_Task details_
Render every line of all the entries below as a Markdown table with two columns, Row and Line. Number the rows in order, and leave out any blank lines.

_Records to process_
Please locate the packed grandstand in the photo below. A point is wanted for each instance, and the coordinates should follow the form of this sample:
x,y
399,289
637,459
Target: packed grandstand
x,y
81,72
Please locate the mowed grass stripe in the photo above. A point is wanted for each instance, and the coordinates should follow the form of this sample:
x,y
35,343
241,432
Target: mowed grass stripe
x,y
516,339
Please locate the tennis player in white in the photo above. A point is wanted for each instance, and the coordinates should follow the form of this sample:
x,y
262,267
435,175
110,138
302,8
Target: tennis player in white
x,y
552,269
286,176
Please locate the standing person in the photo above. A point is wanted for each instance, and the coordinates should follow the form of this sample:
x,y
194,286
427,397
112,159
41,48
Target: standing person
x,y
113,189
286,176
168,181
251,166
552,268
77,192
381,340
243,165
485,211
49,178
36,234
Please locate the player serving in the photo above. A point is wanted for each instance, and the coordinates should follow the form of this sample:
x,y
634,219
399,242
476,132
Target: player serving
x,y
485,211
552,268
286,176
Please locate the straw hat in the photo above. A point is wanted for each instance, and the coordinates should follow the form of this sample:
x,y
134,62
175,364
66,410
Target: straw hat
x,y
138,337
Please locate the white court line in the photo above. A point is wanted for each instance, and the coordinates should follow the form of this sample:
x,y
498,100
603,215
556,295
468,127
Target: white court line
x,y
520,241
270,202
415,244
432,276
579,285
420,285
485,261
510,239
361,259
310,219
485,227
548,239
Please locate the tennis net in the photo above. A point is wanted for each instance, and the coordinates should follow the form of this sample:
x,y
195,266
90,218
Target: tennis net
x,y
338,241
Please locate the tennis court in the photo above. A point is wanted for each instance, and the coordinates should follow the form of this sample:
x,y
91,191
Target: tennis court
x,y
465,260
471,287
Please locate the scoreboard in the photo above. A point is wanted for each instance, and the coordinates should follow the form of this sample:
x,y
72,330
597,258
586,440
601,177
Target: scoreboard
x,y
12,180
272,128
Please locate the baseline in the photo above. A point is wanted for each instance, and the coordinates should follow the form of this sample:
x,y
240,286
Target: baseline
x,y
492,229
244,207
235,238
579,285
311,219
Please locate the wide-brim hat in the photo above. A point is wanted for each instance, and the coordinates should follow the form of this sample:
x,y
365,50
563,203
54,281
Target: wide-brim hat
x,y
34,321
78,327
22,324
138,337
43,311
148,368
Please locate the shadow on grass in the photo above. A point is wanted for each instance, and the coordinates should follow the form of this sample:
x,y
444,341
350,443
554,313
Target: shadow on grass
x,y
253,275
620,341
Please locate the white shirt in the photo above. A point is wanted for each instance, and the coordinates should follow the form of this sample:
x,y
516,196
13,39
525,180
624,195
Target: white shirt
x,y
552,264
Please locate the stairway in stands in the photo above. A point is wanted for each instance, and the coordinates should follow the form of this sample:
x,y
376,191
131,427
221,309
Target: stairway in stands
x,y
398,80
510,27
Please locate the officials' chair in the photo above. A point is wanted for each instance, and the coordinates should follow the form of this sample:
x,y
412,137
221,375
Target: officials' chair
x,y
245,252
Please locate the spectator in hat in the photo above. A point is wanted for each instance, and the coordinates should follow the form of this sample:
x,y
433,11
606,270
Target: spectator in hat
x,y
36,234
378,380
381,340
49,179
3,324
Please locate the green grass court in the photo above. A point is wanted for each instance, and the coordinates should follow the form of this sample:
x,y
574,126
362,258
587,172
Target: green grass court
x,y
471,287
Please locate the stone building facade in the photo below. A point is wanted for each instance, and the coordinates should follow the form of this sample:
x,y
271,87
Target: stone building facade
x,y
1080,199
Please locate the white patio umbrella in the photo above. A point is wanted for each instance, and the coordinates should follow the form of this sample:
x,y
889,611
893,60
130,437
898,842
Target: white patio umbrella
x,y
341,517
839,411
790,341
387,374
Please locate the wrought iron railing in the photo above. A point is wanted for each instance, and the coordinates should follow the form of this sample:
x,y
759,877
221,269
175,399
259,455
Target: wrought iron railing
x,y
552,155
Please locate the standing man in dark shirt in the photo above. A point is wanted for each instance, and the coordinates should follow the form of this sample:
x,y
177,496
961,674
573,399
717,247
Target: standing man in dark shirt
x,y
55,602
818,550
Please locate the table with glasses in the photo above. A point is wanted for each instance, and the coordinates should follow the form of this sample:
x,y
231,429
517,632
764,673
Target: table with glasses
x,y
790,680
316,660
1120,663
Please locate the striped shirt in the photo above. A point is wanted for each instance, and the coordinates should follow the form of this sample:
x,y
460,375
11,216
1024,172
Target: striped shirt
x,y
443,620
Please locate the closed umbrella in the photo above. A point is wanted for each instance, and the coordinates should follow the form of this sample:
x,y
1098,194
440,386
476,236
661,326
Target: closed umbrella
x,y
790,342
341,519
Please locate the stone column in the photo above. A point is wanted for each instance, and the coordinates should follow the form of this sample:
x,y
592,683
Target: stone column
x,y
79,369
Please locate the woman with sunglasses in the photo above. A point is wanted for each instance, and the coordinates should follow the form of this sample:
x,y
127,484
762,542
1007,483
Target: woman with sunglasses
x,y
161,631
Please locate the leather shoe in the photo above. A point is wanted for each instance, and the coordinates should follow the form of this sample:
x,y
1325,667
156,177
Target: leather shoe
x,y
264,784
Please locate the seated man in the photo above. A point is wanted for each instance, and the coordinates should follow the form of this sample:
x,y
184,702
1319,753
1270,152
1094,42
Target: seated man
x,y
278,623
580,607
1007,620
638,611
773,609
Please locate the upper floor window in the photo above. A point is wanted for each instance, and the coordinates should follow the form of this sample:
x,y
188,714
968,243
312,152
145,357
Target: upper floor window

_Solution below_
| Row | Line |
|---|---|
| 1 | Please locate the packed grandstand in the photo below. A point is wanted for each instance, and the coordinates should follow the form of this sample: |
| 2 | x,y |
| 3 | 399,289 |
| 4 | 637,459 |
| 5 | Target: packed grandstand |
| 6 | x,y |
| 7 | 81,72 |
| 8 | Please locate the mowed grass stripe in the photo above. A point is wanted for each instance, and the coordinates should follow the form of this sample: |
| 9 | x,y |
| 10 | 35,343 |
| 11 | 241,432 |
| 12 | Target: mowed grass stripe |
| 13 | x,y |
| 14 | 516,339 |
| 15 | Please locate the tennis player in white in the photo above. A point is wanted for each instance, and the coordinates should follow the form of this sample: |
| 16 | x,y |
| 17 | 262,267 |
| 18 | 435,175 |
| 19 | 110,138 |
| 20 | 302,8 |
| 21 | Target: tennis player in white |
| 22 | x,y |
| 23 | 552,269 |
| 24 | 286,176 |
| 25 | Please locate the standing person in the photo above. A point is wanted for each instance, and the coordinates should follow the form of this sample: |
| 26 | x,y |
| 27 | 194,286 |
| 28 | 427,397 |
| 29 | 112,159 |
| 30 | 41,48 |
| 31 | Target: standing person |
| 32 | x,y |
| 33 | 113,189 |
| 34 | 286,176 |
| 35 | 168,181 |
| 36 | 251,166 |
| 37 | 552,268 |
| 38 | 77,192 |
| 39 | 381,340 |
| 40 | 243,165 |
| 41 | 485,211 |
| 42 | 49,178 |
| 43 | 36,234 |
| 44 | Please locate the player serving in the photo above. A point is wanted for each instance, and the coordinates should follow the form of this sample: |
| 45 | x,y |
| 46 | 634,219 |
| 47 | 399,242 |
| 48 | 476,132 |
| 49 | Target: player serving |
| 50 | x,y |
| 51 | 485,211 |
| 52 | 552,268 |
| 53 | 286,176 |
| 54 | Please locate the straw hat in the photo above. A point is wanted for each instance, and the coordinates should follow the form of this sample: |
| 55 | x,y |
| 56 | 134,62 |
| 57 | 175,364 |
| 58 | 66,410 |
| 59 | Target: straw hat |
| 60 | x,y |
| 61 | 138,337 |
| 62 | Please locate the white court line in the photo above. A point is wanted for each instance, and the coordinates should follow the form of this sample: |
| 63 | x,y |
| 64 | 498,100 |
| 65 | 603,215 |
| 66 | 556,295 |
| 67 | 468,127 |
| 68 | Target: white court line |
| 69 | x,y |
| 70 | 520,241 |
| 71 | 270,202 |
| 72 | 415,244 |
| 73 | 432,276 |
| 74 | 579,285 |
| 75 | 420,285 |
| 76 | 485,261 |
| 77 | 510,239 |
| 78 | 361,259 |
| 79 | 310,219 |
| 80 | 485,227 |
| 81 | 548,239 |
| 82 | Please locate the tennis net in the photo above. A point is wanted for each instance, and the coordinates should follow the form of this sample: |
| 83 | x,y |
| 84 | 195,266 |
| 85 | 90,218 |
| 86 | Target: tennis net |
| 87 | x,y |
| 88 | 338,241 |
| 89 | Please locate the tennis court in the photo above. A point is wanted for each instance, and the coordinates should follow the form of this sample: |
| 90 | x,y |
| 91 | 91,191 |
| 92 | Target: tennis court |
| 93 | x,y |
| 94 | 465,260 |
| 95 | 471,287 |
| 96 | Please locate the scoreboard in the photo above. A point is wanted for each instance, and the coordinates should follow the form of this sample: |
| 97 | x,y |
| 98 | 72,330 |
| 99 | 597,258 |
| 100 | 586,440 |
| 101 | 601,177 |
| 102 | Target: scoreboard |
| 103 | x,y |
| 104 | 12,180 |
| 105 | 272,128 |
| 106 | Please locate the baseline in the photo above. A point is wanted for each instance, and the coordinates should follow the form of this sample: |
| 107 | x,y |
| 108 | 240,286 |
| 109 | Target: baseline |
| 110 | x,y |
| 111 | 492,229 |
| 112 | 244,207 |
| 113 | 235,238 |
| 114 | 579,285 |
| 115 | 311,219 |
| 116 | Please locate the wide-brim hat in the photo above. A point is wanted for each instance, and the coordinates should follow the form of this sample: |
| 117 | x,y |
| 118 | 365,50 |
| 119 | 563,203 |
| 120 | 54,281 |
| 121 | Target: wide-brim hat |
| 122 | x,y |
| 123 | 34,321 |
| 124 | 78,327 |
| 125 | 22,324 |
| 126 | 138,337 |
| 127 | 43,311 |
| 128 | 148,368 |
| 129 | Please locate the shadow on grass in the photo above. A point is wanted for each instance, and the coordinates should follow the form of this sample: |
| 130 | x,y |
| 131 | 444,341 |
| 132 | 350,443 |
| 133 | 554,313 |
| 134 | Target: shadow on grass |
| 135 | x,y |
| 136 | 253,275 |
| 137 | 620,341 |
| 138 | Please locate the white shirt in the photo above. A point is wanted for each instance, and the coordinates should follow the form of this sample: |
| 139 | x,y |
| 140 | 516,196 |
| 141 | 13,39 |
| 142 | 525,180 |
| 143 | 624,195 |
| 144 | Target: white shirt |
| 145 | x,y |
| 146 | 552,264 |
| 147 | Please locate the stairway in stands in the photo above. A point is wanted for each instance, and the coordinates should follow the form of this sample: |
| 148 | x,y |
| 149 | 376,191 |
| 150 | 131,427 |
| 151 | 221,309 |
| 152 | Target: stairway in stands |
| 153 | x,y |
| 154 | 398,80 |
| 155 | 510,27 |
| 156 | Please locate the officials' chair in the photo above. A point is wanted for each instance, and the coordinates should follow the form of this sample: |
| 157 | x,y |
| 158 | 412,137 |
| 159 | 221,375 |
| 160 | Target: officials' chair |
| 161 | x,y |
| 162 | 245,252 |
| 163 | Please locate the spectator in hat in the photo above. A point is wanted for each instance, and the coordinates should follow the form of this sample: |
| 164 | x,y |
| 165 | 433,11 |
| 166 | 606,270 |
| 167 | Target: spectator in hat |
| 168 | x,y |
| 169 | 36,234 |
| 170 | 378,380 |
| 171 | 381,340 |
| 172 | 49,179 |
| 173 | 3,324 |
| 174 | Please locate the green grass court in the photo above. A point is wanted for each instance, and the coordinates should follow the form of this sample: |
| 175 | x,y |
| 176 | 574,126 |
| 177 | 362,258 |
| 178 | 587,172 |
| 179 | Target: green grass court |
| 180 | x,y |
| 181 | 471,287 |
| 182 | Please locate the stone building facade in the photo below. A point is wanted for each instance, and the coordinates should follow the form of this sample: |
| 183 | x,y |
| 184 | 271,87 |
| 185 | Target: stone building facade |
| 186 | x,y |
| 187 | 1080,199 |
| 188 | Please locate the white patio umbrella in the photo above. A point is wanted for each instance, and the coordinates should follow the form of this sample: |
| 189 | x,y |
| 190 | 889,611 |
| 191 | 893,60 |
| 192 | 130,437 |
| 193 | 898,842 |
| 194 | Target: white patio umbrella |
| 195 | x,y |
| 196 | 341,517 |
| 197 | 839,411 |
| 198 | 790,341 |
| 199 | 387,374 |
| 200 | Please locate the wrought iron railing in the photo above. A point is wanted for each instance, and the coordinates should follow the form of this sample: |
| 201 | x,y |
| 202 | 759,877 |
| 203 | 221,269 |
| 204 | 175,399 |
| 205 | 259,455 |
| 206 | Target: wrought iron railing |
| 207 | x,y |
| 208 | 552,155 |
| 209 | Please locate the standing man in dark shirt in the photo above. A point is wanted for each instance, and the coordinates should follow the form of this sample: |
| 210 | x,y |
| 211 | 177,496 |
| 212 | 961,674 |
| 213 | 573,399 |
| 214 | 717,247 |
| 215 | Target: standing man in dark shirt |
| 216 | x,y |
| 217 | 55,602 |
| 218 | 818,550 |
| 219 | Please locate the table with glasses in the photo above. A point is wanted for each instance, and the coordinates should follow the form of this sample: |
| 220 | x,y |
| 221 | 231,429 |
| 222 | 517,632 |
| 223 | 764,673 |
| 224 | Target: table with glasses |
| 225 | x,y |
| 226 | 790,680 |
| 227 | 316,660 |
| 228 | 1120,663 |
| 229 | Please locate the striped shirt in the photo above. A point is wanted for each instance, and the coordinates should follow the form of this sample: |
| 230 | x,y |
| 231 | 460,375 |
| 232 | 11,216 |
| 233 | 1024,172 |
| 234 | Target: striped shirt |
| 235 | x,y |
| 236 | 443,620 |
| 237 | Please locate the closed umbrella in the photo above. A point is wanted for each instance, and the coordinates should follow the form of this sample: |
| 238 | x,y |
| 239 | 1098,194 |
| 240 | 440,386 |
| 241 | 476,236 |
| 242 | 661,326 |
| 243 | Target: closed umbrella |
| 244 | x,y |
| 245 | 790,342 |
| 246 | 341,519 |
| 247 | Please locate the stone column in the photo above. A point is wanted for each instance, and the coordinates should follow the form of this sample: |
| 248 | x,y |
| 249 | 592,683 |
| 250 | Target: stone column |
| 251 | x,y |
| 252 | 79,369 |
| 253 | Please locate the woman with sunglasses in the photo above. A point is wanted for each instance, and the coordinates should follow the form of this sample: |
| 254 | x,y |
| 255 | 127,484 |
| 256 | 762,542 |
| 257 | 1007,483 |
| 258 | Target: woman with sunglasses |
| 259 | x,y |
| 260 | 161,631 |
| 261 | Please locate the leather shoe in the photo above. A point is wanted for each instance, and the coordinates should follow the form of this sample: |
| 262 | x,y |
| 263 | 1325,667 |
| 264 | 156,177 |
| 265 | Target: leather shoe |
| 266 | x,y |
| 267 | 264,784 |
| 268 | Please locate the seated man in the photo above. A point is wanted for each instance, and the coordinates should follow the form of this sample: |
| 269 | x,y |
| 270 | 184,702 |
| 271 | 1319,753 |
| 272 | 1270,152 |
| 273 | 1094,42 |
| 274 | Target: seated man |
| 275 | x,y |
| 276 | 278,623 |
| 277 | 580,607 |
| 278 | 1007,620 |
| 279 | 638,611 |
| 280 | 773,609 |
| 281 | Please locate the upper floor window in the photo above. A point is wanted for each instance, and the coordinates should follow the form of this sample: |
| 282 | x,y |
| 283 | 188,714 |
| 284 | 968,243 |
| 285 | 312,152 |
| 286 | 145,357 |
| 287 | Target: upper floor window |